AIM OF THE TASK
Exact reproduction is required for all entries.
### SOURCE RECORDS
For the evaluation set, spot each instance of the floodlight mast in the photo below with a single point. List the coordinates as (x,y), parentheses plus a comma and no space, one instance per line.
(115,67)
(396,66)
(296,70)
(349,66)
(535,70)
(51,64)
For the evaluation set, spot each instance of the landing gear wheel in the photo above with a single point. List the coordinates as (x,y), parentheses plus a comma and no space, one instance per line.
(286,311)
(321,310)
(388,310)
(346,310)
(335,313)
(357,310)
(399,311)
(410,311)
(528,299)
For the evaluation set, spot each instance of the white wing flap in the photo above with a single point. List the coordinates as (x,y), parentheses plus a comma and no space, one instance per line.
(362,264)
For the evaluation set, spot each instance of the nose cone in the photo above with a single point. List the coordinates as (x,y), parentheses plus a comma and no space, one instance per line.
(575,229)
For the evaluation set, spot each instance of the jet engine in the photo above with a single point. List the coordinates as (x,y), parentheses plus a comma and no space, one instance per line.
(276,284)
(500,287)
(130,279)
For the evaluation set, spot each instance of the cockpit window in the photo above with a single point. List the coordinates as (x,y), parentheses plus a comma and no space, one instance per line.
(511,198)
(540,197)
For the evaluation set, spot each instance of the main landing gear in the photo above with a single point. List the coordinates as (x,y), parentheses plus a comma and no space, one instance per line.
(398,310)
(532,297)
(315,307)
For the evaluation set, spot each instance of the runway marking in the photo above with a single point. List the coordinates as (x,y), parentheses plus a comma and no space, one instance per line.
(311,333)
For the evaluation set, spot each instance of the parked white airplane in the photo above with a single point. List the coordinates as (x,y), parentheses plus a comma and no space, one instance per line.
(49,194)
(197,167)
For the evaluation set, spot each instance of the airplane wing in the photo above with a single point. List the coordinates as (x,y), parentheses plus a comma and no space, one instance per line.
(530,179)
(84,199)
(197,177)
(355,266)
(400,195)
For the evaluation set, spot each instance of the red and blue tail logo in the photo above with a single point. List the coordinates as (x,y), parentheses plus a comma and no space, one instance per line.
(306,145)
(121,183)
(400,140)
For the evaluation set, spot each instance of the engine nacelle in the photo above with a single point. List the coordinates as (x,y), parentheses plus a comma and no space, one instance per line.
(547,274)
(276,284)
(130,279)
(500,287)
######
FULL SOLUTION
For the evaluation set, spot each instance of the floodlight mast in the photo below with a single point. List the coordinates as (x,y), parentheses plus a comma and no space, one instance per line.
(115,67)
(396,66)
(296,70)
(349,66)
(535,70)
(51,64)
For the evaluation set, spot each instance of the landing gear wheel in the photo above with a single point. List the coordinates as (x,y), parentheses plus a comma and no space, one instance per line.
(286,311)
(321,310)
(388,310)
(346,310)
(335,313)
(357,310)
(399,311)
(410,311)
(528,299)
For the evaluation set, spot each instance of the white wing flap in the photo above with a single point. List the coordinates as (x,y), parentheses plus a comma and no space, one instance per line.
(362,264)
For the evaluation set, spot each instance of the nose cone in the photo above with a single point. List the coordinates as (x,y), parentheses plus a comma and no space, one instance per line.
(575,229)
For the evaluation set, spot each instance of the jet engine in the photo above with a single point. List the coordinates as (x,y), parentheses plus a comma and no space, one instance per line.
(276,284)
(500,287)
(130,279)
For the evaluation set, spot each instance of the cockpit window in the photo above with a single point. List the coordinates as (x,y), parentheses plus a comma and no space, one instance per line.
(511,198)
(540,197)
For the evaluation set, spot each instance of the main landing gear in the photo above with a single point. List the coordinates as (x,y), parentheses plus a comma and no space, one instance per line.
(398,310)
(532,297)
(315,307)
For the evaluation set, spot each instance of the runway marking in the photo above with a single point. List the coordinates as (x,y), parentheses plus a comma and no space, one instance per line.
(311,333)
For the evaluation set, spot each instance of the parked white airplane in the photo above with a single point. List the coordinates as (x,y), parentheses plus a comma and no space, one instance per line.
(49,194)
(197,167)
For the evaluation set, spot each instance of the airplane wing in the photo above with a single point. List the coordinates as (x,y), parentheses plus a comma and no space, one instance per line.
(530,179)
(84,199)
(197,177)
(355,266)
(400,195)
For the evaluation set, spot each instance of the red and blue tail logo in the photo above with a single point. List the coordinates as (x,y), parentheses plus a comma and no space, one instance per line.
(306,145)
(121,183)
(400,140)
For the evaluation set, spot each instance of the engine nacelle in the photo above with a single point. List the coordinates as (x,y), parentheses plus a comma and no space, one instance per line.
(547,274)
(276,284)
(130,279)
(500,287)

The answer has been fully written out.